◆ **Stated problem**: Transcribe the listing that follows in full, omitting pictures.

◆ **Record extracts**:
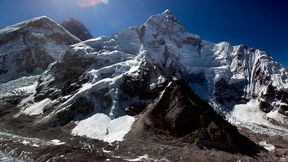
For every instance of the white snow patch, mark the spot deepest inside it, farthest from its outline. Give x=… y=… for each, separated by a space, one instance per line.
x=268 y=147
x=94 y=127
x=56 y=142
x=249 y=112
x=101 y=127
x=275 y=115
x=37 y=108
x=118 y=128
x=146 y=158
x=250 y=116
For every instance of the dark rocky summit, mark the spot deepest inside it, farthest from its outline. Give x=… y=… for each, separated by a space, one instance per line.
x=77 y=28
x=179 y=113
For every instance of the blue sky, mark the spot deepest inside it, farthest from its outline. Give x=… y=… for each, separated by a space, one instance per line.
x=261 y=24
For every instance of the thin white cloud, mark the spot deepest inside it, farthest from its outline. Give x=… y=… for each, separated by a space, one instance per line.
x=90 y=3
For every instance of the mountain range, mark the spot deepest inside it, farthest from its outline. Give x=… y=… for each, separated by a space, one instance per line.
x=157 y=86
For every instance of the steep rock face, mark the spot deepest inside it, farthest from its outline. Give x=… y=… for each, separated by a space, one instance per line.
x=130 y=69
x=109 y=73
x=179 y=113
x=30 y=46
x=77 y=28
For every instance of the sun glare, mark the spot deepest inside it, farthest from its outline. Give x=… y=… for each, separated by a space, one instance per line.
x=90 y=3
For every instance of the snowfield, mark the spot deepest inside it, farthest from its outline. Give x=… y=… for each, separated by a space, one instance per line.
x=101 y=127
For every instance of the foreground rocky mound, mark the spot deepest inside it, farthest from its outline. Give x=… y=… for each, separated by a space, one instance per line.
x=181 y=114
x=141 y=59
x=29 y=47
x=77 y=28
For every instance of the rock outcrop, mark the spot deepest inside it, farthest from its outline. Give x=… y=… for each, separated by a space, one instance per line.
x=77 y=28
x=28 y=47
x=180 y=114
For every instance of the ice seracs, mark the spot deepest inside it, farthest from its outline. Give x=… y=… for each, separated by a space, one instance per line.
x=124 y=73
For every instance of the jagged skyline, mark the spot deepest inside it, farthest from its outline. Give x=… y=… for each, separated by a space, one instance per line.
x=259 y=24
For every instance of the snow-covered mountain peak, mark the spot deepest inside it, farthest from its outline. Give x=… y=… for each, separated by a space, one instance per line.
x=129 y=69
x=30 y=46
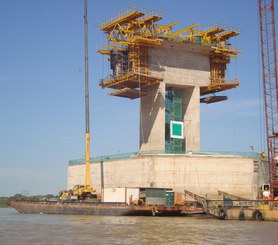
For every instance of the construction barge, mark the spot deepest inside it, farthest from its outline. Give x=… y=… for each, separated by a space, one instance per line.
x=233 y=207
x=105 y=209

◆ **Solved problem**:
For every instance of the white snow patch, mark the spot deepest inside it, farthest from its outline. Give x=… y=… for each, separated by a space, one instance per line.
x=268 y=147
x=94 y=127
x=56 y=142
x=249 y=112
x=101 y=127
x=275 y=115
x=37 y=108
x=118 y=128
x=146 y=158
x=250 y=116
For every instance of the dark rocky summit, mark the spot deepest inside it, farthest from its outline. Give x=… y=… for each, separated by a space, one instance per line.
x=77 y=28
x=179 y=113
For every instance of the blue sky, mark the spot deepest inside it, farthest from its outline. Give x=… y=… for each, separated by a space, one instance per line.
x=261 y=24
For every instance of the thin white cloud, mark the spot deepest inside it, farthest from its outline. Give x=… y=… for each, separated by a space, one instance per line.
x=90 y=3
For every instance of the mountain range, mark the spot deepest inside it, farthest from its outline. Give x=… y=… for each, separated by a space, one instance per line.
x=157 y=86
For every instance of the steep rock face, mark the spot deepest inside it, farthest from its outline. Give x=… y=… for each, separated by a space, one instance per line.
x=130 y=69
x=109 y=73
x=179 y=113
x=30 y=46
x=77 y=28
For every instance of the sun glare, mark the spot deepest inside it, farthest from its outline. Give x=… y=… for each, separated by a space, one instance per line.
x=90 y=3
For every instance of the snowfield, mark the spot deepest inside it, farthest from its outline. Give x=… y=… for each, separated by a space, one instance per line.
x=101 y=127
For every instance of the foreground rocky mound, mark the spot deepest inside it, farthest from its outline. Give x=… y=… for each, separated by a space, one instance per line.
x=181 y=114
x=141 y=59
x=29 y=47
x=77 y=28
For every instance of the rock outcrop, mark the spot deepest inside it, farthest from its outline. Give x=… y=… for each, separated by a space, one instance per line.
x=77 y=28
x=28 y=47
x=180 y=114
For every instance of the ice seracs, mark the spot deepest inside it, farthest from its outline. Give x=… y=… for each, separated by a space, one instance per line.
x=124 y=73
For every instance of the jagged skyline, mark the spot deepest inside it, farthest from its outline. Give x=… y=… for each, separated by a space, one instance per line.
x=259 y=24
For every instance of the snow-covered mountain peak, mark the spot deepest inside it, farthest from its outline. Give x=… y=… for each, separated by a space, one instance per line.
x=129 y=69
x=30 y=46
For every instance of the construction barge, mark the spot deepest inside it, farthest from its outline. Give x=… y=… for each, separated by a space, one instance per line.
x=233 y=207
x=105 y=209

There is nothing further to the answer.